Work item:
What lines of the data below hold "prompts"? Show them.

(Source data)

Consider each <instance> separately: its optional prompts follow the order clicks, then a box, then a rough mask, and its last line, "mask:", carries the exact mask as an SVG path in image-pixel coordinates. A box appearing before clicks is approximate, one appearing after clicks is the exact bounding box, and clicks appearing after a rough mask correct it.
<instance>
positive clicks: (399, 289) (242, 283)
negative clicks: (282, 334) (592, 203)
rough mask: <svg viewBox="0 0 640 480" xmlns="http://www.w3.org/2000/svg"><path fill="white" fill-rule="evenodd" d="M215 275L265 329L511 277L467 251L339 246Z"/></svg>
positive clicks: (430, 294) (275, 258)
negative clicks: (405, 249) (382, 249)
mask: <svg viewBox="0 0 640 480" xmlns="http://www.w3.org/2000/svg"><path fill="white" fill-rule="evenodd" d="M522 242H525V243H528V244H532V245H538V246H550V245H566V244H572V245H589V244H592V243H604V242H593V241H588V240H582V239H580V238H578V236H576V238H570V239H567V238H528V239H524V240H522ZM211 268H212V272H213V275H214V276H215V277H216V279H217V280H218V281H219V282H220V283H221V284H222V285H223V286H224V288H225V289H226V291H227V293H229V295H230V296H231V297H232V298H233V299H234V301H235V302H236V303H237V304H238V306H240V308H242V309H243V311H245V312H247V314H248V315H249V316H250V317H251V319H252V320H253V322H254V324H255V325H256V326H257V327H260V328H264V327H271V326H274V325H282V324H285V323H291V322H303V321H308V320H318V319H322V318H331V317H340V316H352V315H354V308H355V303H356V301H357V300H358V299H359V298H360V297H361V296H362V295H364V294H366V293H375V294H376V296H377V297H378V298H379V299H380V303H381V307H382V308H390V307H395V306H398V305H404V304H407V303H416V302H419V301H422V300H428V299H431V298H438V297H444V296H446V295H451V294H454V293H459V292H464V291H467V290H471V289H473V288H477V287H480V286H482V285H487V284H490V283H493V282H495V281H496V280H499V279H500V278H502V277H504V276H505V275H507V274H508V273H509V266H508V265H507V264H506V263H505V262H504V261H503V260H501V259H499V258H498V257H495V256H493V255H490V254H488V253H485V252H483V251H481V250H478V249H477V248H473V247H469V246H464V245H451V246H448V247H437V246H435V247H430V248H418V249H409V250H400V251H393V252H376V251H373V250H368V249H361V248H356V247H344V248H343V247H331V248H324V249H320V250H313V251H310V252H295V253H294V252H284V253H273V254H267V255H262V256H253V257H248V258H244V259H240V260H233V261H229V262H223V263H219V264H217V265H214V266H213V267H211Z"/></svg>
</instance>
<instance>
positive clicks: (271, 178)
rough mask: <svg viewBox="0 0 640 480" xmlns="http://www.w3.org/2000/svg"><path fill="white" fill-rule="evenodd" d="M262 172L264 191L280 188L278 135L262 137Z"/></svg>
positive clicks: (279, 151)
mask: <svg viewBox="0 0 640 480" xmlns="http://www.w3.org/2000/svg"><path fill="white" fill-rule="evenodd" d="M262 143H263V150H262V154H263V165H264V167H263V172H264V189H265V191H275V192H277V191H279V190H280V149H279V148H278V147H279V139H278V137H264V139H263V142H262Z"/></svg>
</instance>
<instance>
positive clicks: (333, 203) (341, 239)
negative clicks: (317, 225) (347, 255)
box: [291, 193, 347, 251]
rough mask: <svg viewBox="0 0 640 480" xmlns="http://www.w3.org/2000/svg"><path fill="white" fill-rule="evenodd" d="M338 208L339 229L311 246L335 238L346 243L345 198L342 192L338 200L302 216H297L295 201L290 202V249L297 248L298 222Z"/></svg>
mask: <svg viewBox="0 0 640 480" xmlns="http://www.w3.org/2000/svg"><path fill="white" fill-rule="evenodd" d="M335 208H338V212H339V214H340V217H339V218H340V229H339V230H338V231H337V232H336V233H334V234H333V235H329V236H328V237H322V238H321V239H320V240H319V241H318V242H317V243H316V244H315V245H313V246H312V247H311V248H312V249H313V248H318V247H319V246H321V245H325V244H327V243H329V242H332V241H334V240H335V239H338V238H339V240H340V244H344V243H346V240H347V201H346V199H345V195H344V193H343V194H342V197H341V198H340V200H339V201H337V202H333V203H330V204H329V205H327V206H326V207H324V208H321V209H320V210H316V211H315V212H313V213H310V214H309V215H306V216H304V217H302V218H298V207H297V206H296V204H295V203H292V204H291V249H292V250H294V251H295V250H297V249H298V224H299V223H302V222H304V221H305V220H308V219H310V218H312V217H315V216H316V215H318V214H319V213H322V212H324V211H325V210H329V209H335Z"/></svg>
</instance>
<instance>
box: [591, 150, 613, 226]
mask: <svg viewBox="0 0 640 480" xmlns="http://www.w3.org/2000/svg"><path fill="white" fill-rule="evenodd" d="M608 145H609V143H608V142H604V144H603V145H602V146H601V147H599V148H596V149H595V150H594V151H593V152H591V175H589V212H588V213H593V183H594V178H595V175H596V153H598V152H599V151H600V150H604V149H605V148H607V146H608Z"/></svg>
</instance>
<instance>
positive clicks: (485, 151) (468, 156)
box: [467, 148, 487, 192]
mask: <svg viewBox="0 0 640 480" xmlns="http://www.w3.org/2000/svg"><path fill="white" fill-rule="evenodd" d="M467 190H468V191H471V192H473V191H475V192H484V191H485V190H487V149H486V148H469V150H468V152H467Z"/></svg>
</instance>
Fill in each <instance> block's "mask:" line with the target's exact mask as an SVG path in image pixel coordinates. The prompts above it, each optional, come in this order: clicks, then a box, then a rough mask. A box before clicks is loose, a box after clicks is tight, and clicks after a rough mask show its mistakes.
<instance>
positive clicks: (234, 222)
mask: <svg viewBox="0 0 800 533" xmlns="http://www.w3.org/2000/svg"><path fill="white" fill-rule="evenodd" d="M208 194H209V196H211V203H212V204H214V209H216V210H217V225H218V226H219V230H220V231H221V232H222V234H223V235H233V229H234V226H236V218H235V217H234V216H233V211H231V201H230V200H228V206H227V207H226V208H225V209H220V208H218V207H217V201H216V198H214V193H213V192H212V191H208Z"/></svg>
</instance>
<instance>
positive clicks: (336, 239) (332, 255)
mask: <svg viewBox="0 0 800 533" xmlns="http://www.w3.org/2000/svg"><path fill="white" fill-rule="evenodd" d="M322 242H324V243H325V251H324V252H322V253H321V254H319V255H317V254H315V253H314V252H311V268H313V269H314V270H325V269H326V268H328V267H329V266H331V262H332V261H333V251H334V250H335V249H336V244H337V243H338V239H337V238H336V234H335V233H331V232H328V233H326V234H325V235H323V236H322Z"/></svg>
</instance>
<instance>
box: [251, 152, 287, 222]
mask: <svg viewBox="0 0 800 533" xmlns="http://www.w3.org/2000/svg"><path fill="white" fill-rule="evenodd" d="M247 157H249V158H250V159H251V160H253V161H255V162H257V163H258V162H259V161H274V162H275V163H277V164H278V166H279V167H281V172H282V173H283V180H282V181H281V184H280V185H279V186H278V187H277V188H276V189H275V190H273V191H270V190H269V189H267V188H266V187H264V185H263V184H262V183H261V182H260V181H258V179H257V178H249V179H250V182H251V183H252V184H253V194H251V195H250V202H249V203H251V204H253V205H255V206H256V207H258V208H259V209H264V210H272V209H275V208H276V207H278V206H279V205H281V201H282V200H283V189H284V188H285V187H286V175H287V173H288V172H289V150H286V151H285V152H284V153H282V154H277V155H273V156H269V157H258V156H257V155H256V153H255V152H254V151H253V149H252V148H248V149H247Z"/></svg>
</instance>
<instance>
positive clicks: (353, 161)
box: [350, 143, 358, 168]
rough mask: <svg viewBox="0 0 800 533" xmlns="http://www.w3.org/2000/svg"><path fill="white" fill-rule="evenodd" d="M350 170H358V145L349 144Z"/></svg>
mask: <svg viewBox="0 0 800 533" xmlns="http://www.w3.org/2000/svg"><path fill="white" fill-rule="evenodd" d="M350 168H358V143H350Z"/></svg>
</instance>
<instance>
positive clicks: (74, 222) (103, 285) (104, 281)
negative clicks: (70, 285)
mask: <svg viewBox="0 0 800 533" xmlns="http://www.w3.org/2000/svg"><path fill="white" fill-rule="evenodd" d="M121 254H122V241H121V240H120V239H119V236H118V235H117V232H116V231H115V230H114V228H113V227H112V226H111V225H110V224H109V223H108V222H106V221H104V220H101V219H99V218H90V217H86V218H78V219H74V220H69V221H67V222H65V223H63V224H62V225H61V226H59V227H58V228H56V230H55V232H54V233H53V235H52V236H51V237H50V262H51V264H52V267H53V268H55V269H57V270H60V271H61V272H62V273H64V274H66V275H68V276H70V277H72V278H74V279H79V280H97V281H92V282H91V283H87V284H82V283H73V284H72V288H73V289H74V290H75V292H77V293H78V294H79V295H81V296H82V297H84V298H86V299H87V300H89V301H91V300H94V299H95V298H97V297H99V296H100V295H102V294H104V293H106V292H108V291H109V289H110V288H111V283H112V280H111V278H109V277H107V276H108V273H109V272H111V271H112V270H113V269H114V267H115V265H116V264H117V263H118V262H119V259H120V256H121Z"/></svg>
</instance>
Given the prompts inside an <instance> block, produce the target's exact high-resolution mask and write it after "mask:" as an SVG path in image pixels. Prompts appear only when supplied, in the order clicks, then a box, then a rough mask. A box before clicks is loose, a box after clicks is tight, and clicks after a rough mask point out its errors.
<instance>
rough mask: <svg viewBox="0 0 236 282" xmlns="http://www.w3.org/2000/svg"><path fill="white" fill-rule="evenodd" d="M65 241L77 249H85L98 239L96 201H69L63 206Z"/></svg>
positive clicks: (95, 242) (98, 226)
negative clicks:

(End Source data)

Exercise output:
Consider each <instance> separately: its optional prompts follow the order clicks, then a box, then a rough mask, and its last line, "mask:", carries the exact mask as an SVG path in image-pixel coordinates. A box appearing before clicks is approximate, one appearing after clicks is the exact bounding box, and clicks appearing after a rough mask correct it.
Fill in each <instance> block's "mask:" line with the target's exact mask as an SVG path in image pixel coordinates. The prompts above it, each optional, come in this order: clicks, then a box, then a rough mask. A box before clicks is loose, a box after clicks is tight, and clicks after a rough mask show its mistakes.
Given the prompts inside an <instance> block, produce the target's exact high-resolution mask and write it after "mask:" as an SVG path in image pixels. Prompts appear only when supplied, in the order clicks, then a box, then a rough mask. A box before clicks is loose, a box after clicks is tight, and clicks after a rough mask point out its errors.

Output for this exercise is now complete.